• Problem:
Go through the listing and copy each line with the string "Query".

• Records:
========================

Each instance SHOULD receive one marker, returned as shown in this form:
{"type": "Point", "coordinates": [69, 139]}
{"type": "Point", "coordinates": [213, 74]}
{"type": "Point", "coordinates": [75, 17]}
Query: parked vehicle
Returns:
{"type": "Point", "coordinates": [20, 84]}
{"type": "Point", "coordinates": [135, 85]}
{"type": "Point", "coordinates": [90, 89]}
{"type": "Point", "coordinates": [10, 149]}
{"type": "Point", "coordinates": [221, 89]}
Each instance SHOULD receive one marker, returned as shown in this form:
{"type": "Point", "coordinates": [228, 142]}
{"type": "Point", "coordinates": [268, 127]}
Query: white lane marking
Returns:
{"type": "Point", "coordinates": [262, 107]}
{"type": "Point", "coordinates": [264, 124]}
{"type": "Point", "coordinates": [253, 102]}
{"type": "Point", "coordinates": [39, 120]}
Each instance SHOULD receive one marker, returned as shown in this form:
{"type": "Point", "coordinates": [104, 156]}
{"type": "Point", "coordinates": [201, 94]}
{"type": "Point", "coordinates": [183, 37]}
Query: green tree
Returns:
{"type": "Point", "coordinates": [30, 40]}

========================

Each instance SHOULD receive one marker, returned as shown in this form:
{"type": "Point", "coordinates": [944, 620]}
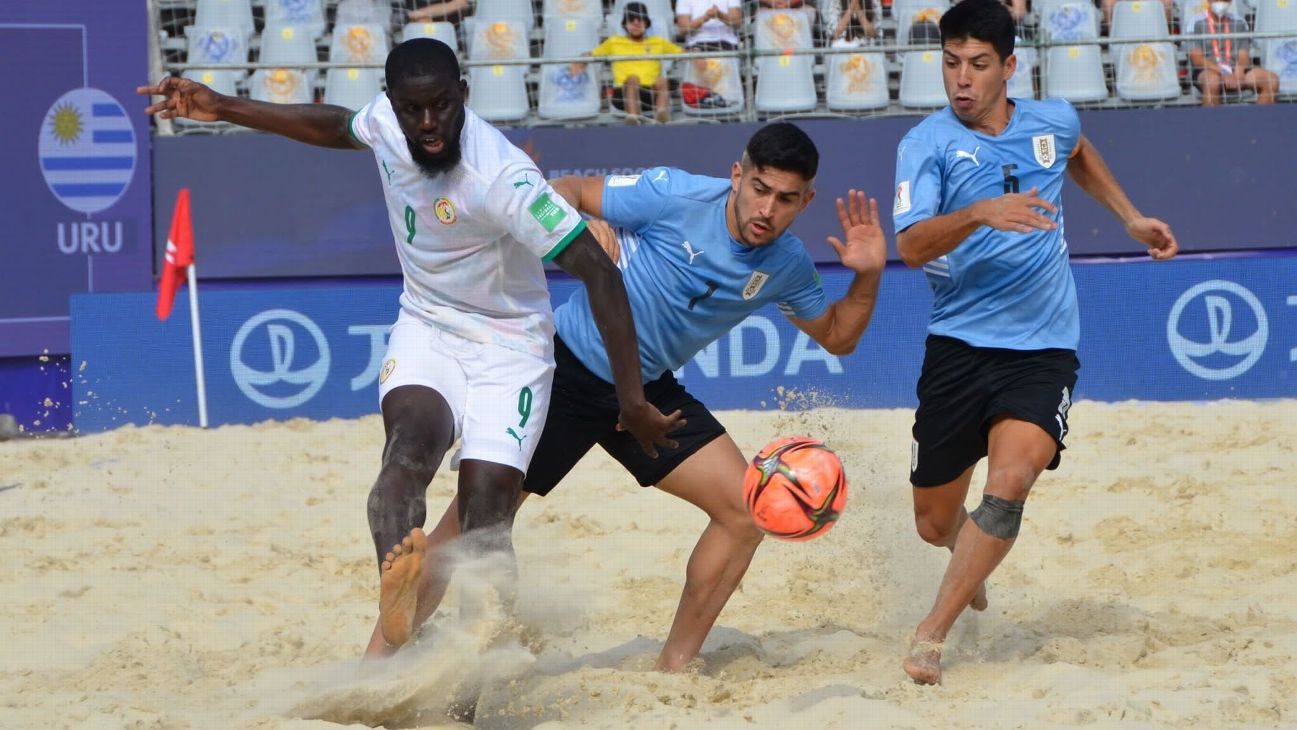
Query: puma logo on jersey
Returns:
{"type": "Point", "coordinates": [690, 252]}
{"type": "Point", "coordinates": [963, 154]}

========================

• Solution for this problem:
Query: parked vehicle
Query: white lane marking
Query: green tree
Query: puma logo on jersey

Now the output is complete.